## STATED PROBLEM
Transcribe the records below exactly as they appear.

## DATA FOR THIS EXERCISE
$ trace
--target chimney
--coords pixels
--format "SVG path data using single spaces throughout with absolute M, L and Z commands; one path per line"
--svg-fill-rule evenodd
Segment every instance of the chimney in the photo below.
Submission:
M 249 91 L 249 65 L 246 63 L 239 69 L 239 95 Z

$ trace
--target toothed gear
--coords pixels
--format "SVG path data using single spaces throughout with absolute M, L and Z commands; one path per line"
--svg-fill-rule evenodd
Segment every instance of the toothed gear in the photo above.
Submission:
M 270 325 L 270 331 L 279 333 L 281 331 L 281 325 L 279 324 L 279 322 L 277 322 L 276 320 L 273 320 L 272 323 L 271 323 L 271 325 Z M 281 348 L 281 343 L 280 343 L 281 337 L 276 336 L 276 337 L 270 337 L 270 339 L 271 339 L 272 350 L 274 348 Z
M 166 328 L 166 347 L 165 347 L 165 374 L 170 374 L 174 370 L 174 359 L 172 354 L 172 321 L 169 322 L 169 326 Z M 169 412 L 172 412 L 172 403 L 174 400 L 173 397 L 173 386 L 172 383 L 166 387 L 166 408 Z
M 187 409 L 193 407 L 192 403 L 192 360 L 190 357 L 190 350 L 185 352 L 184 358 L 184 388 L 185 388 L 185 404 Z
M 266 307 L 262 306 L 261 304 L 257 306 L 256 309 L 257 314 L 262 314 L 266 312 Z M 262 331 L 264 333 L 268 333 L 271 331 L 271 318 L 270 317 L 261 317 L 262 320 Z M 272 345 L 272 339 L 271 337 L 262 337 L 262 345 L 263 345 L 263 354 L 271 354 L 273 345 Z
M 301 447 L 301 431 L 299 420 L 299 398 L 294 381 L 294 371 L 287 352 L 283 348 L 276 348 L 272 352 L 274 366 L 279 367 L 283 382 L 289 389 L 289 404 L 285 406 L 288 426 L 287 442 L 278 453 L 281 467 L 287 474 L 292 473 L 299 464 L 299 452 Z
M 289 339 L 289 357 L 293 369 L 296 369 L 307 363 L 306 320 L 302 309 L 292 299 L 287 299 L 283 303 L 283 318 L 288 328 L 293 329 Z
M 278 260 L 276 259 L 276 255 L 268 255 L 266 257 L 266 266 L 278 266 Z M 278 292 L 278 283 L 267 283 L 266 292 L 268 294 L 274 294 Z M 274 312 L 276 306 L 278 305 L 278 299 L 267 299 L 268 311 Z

## WRITTEN ANSWER
$ trace
--target chimney
--coords pixels
--format "SVG path data using single spaces throughout with absolute M, L and Z commands; one path per line"
--svg-fill-rule evenodd
Segment every instance of the chimney in the photo below.
Submission:
M 249 91 L 249 65 L 246 63 L 239 69 L 239 95 Z

$ trace
--target toothed gear
--coords pixels
--format "SVG path data using single spaces throughout with absolute M, L and Z commands; one path per line"
--svg-fill-rule evenodd
Segment every instance of the toothed gear in the photo above.
Submission:
M 270 325 L 270 331 L 279 333 L 281 331 L 281 325 L 279 324 L 279 322 L 277 322 L 276 320 L 273 320 L 272 323 L 271 323 L 271 325 Z M 281 348 L 281 343 L 280 343 L 281 337 L 276 336 L 276 337 L 270 337 L 270 339 L 271 339 L 272 350 L 274 348 Z
M 166 328 L 166 347 L 165 347 L 165 374 L 170 374 L 174 370 L 174 359 L 172 354 L 172 321 L 169 322 L 169 326 Z M 169 412 L 172 412 L 172 403 L 174 400 L 173 397 L 173 386 L 172 383 L 166 387 L 166 408 Z
M 187 409 L 193 407 L 192 403 L 192 360 L 190 357 L 190 350 L 185 352 L 184 358 L 184 388 L 185 388 L 185 404 Z
M 266 307 L 262 306 L 261 304 L 257 306 L 256 309 L 257 314 L 262 314 L 266 312 Z M 262 331 L 264 333 L 268 333 L 271 331 L 271 318 L 270 317 L 261 317 L 262 320 Z M 272 345 L 272 339 L 271 337 L 262 337 L 262 345 L 263 345 L 263 354 L 271 354 L 273 345 Z
M 301 447 L 301 431 L 299 420 L 299 398 L 294 381 L 294 371 L 287 352 L 283 348 L 276 348 L 272 352 L 274 366 L 279 367 L 283 382 L 289 389 L 289 404 L 285 406 L 288 426 L 287 442 L 278 453 L 281 467 L 287 474 L 292 473 L 299 464 L 299 452 Z
M 289 339 L 289 357 L 293 369 L 296 369 L 307 363 L 306 320 L 302 309 L 292 299 L 287 299 L 283 303 L 283 318 L 288 328 L 293 329 Z
M 278 260 L 276 259 L 276 255 L 268 255 L 266 257 L 266 266 L 278 266 Z M 278 292 L 278 283 L 267 283 L 266 292 L 268 294 L 274 294 Z M 274 312 L 276 306 L 278 305 L 278 299 L 267 299 L 268 311 Z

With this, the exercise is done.